____ RECORDS PROVIDED
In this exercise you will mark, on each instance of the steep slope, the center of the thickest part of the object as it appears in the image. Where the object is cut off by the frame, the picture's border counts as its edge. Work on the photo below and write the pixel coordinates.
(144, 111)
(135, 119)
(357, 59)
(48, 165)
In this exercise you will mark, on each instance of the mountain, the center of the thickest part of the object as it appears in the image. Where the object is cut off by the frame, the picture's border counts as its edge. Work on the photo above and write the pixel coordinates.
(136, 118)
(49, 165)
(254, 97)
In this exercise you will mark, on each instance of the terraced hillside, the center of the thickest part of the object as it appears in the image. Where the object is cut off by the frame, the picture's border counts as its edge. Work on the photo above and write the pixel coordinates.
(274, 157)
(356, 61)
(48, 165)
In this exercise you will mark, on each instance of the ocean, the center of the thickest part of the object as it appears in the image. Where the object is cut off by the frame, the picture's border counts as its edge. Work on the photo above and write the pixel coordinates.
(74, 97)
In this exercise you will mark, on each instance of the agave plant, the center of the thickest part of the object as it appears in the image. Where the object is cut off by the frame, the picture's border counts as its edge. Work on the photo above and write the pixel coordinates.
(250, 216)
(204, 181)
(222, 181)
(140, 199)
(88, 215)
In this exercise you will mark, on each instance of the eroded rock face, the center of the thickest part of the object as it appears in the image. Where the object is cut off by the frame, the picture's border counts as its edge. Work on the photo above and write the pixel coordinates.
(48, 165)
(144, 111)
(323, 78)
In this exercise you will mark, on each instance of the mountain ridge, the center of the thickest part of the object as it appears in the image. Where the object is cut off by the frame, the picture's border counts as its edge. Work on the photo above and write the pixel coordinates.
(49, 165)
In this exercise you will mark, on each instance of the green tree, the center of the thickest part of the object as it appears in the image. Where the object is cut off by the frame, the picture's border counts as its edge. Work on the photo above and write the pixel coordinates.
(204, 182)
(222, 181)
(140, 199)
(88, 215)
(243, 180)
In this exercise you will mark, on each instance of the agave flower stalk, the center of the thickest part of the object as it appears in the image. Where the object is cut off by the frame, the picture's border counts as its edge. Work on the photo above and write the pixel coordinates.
________
# ACTIVITY:
Using the listing above, retype each line exactly.

# YOUR SOLUTION:
In this exercise you will mark, on each instance of the steep slope, the center of the thickest part of the object as it appears in the image. Where the object is cut off by the frame, the picture's border counts as its edge. Work on the photo below and write the pixel coordinates.
(144, 111)
(135, 119)
(357, 59)
(48, 165)
In this exercise you will mark, on each instance of the mountain, the center of the thickest part of the object as it appears in the image. Where the object is cut off by the frame, the picture's border counts as its edge. Work on the photo above and write the pixel coordinates.
(136, 118)
(49, 165)
(254, 97)
In this exercise you will mark, on each instance of the terraced hillside, the center of the thickest part of the object as it appears in the image. Where the object is cut off by the frame, the picture's border counts as its edge. Work on the photo above and write the pixel coordinates.
(274, 157)
(356, 61)
(48, 165)
In this exercise you will mark, on each instance of the ocean, the center of the thickest part of the object as it appears in the image. Where the object is cut off by the frame, the picture's border counts as its edge. Work on the photo above and write the pixel coordinates.
(74, 97)
In this exercise you will mark, on each instance of the agave plant, the center of the thickest part of the object as it appears in the image. Where the object is cut off by the frame, the picture's border counts as its edge. Work on the photo above and write the pixel coordinates.
(250, 216)
(204, 181)
(222, 181)
(140, 199)
(88, 215)
In this exercise you will mark, on each instance of the eroded rock face, the center of the thickest part of the object as it appears in the image. Where the object is cut off by the frame, the picture's border counts as its edge. Work on the photo above and write the pixel coordinates.
(48, 165)
(144, 111)
(323, 78)
In this exercise you will mark, on each instance of the mountain ridge, the center of the thickest part of the object as it appears in the image. Where the object is cut off by the frame, the picture's border counts as its edge. Work on the photo above and write the pixel coordinates.
(49, 165)
In this exercise you will mark, on each instance of the green tree, the center of the thickest part of the object as it appears in the image. Where the object is cut off by the frame, the picture's border counts as its edge. Work on the photo above and write the pixel coordinates.
(204, 182)
(222, 181)
(140, 199)
(88, 215)
(243, 180)
In this exercise you will mark, on each instance of the agave flower stalk, the center of the thickest part of the object as it appears in the image. Where the object is cut off by the frame, the picture's border counts as its edge. Work on the photo above and write the pixel coordinates.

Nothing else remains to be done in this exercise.